» WHAT YOU NEED TO DO:
Answer these questions about the narcolepsy forum excerpt:
1. Which shift did the writer with the thirty-minute drive switch to?
2. For about how long has the writer of the "Hello and Welcome" post been on CPAP?
3. How long does the test that the 16-year-old must pass last in total?

» SELECTED EXCERPT:
####

I would have this problem going to work on first shift and I had a thirty minute drive. I thought it was strange because I had only been up for an hour. I ended up switching to third shift so I could talk to someone on the phone using the sync in my car. On the way home I would experience a lot of automatic behavior (not remembering most of the drive home). Luckily you are being responsible about it and trying to be as safe as possible.

Thank you both so much for taking the time to read and provide such thoughtful replies. It really does help to know that I’m not alone or just crazy! I really appreciate you both!

Hello and Welcome,

Our search for eternal understanding and truth regarding our narcolepsy. First it's great that you are using the CPAP and compliant. I've been on it for 5 or so years now ,100% compliant. When I first got the CPAP I was told "you will feel wonderful! Well that didn't happen because I was then diagnosed with narcolepsy. But I know it is stopping OSA and that is good.

It's very hard and changes at times to figure out how and when narcolepsy will strike us. It's a constant search at least for me. Mine changes from time to time. When it is predictable Rejoice and enjoy the moment or month it is so. Looking back I thank God when it was predictable. Mine would be like Oh, I better head to and lay down because I'm going to go "out". Then at other times insomnia and unpredictable patterns of sleep. How crazy a narcoleptic ---> with insomnia -LOL But the major thing to learn is to accept, love and be kind to yourself as you are. The sooner I embrace my "reality" with loving acceptance the easier it is for me. I realized that "I'm special" and don't have to be like everyone else. There is only one of me and that is a good thing to adjust to. It's a lot easier one you look on the "bright side" and just make the adjustments you need.

Please be careful driving and it's great that you pull over and rest :-)

All the best and I hope this helps :-)


LOL----- "CRAP" for CPAP----LOL! That a good one, first laugh of the day. Thanks!


nate657 said:

Hey, a 16 year old narcoleptic here. I cannot even go try to get my driver's license without passing a MSLT also known as multi sleep latency test. After my first crack at the test (which lasts 7 hours in total might I add) I ended up failing, and this was while on my medication which was one concerta, one effexor, and two modafonil in the morning and two more modafonil at noon. Also, it seems for me atleast that I only seem to fall asleep if my brain isn't really being challenged or having to work. It sort of says "Welp I'm not needed anymore" and buggers off. For example, watching a move, my brain isn't doing anything but just passively taking in the movie, so I end up falling asleep. But if I am doing school work I can usually stay awake unless it's just that time of day. Also, the first time I saw the CPAP thing in my sleep doctor's office in Renfrew I thought it said CRAP at first glance. XD

You’ll feel better when you make a safe (and pleasant) plan. Before diagnosis it was 5 min. before my arm would become lax on the wheel and twitch back to attention. I took stimulants already for ADD. Now I make sure the methylphenidate is in my system before driving. I carry a few 10 mg tablets in the glove box (child-safe cap marked with skull and crossbones) for emergencies. Meds and driving are carefully timed now.I was stopped for a “courtesy” stop where police checked for proof of insurance. The med bottle was okay because the prescription label matched my license. I carry my little camping pillow and blanket for rest stops. I don’t know the legal stuff but your doc might. Safety first; you’re not alone!

####

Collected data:
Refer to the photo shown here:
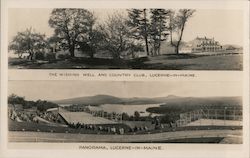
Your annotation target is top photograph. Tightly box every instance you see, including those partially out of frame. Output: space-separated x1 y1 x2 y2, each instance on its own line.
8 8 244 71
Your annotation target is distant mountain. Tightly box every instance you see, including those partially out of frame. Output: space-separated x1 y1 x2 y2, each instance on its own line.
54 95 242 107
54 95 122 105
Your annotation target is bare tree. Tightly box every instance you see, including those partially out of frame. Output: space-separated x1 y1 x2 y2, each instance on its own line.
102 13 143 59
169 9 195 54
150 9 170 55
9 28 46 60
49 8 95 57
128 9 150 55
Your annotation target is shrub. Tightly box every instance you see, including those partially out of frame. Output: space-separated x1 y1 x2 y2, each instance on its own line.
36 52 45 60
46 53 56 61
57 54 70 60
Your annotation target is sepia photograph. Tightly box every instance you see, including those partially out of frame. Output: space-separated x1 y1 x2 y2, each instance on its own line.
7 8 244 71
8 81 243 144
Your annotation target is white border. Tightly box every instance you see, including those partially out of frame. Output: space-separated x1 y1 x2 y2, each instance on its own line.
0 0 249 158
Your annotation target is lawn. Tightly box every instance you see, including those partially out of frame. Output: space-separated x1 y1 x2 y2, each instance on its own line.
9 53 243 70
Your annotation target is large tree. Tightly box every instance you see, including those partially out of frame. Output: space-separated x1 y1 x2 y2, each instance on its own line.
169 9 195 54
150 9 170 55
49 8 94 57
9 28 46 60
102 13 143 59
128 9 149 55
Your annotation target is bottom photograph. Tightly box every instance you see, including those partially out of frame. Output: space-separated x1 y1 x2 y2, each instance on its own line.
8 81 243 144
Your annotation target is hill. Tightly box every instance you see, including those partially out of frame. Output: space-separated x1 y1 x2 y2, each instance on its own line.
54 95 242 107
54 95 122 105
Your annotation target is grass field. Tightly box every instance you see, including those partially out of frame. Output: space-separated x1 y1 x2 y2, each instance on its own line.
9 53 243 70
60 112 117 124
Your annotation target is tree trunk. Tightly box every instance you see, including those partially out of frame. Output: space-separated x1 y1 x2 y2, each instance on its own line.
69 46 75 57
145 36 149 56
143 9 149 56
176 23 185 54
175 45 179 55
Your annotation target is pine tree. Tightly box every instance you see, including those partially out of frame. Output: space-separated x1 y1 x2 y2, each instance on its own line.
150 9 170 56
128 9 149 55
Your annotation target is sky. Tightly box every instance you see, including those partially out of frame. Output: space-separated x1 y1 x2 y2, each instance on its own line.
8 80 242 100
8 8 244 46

####

» PROBLEM SOLUTION:
1. Third shift.
2. About 5 years.
3. 7 hours.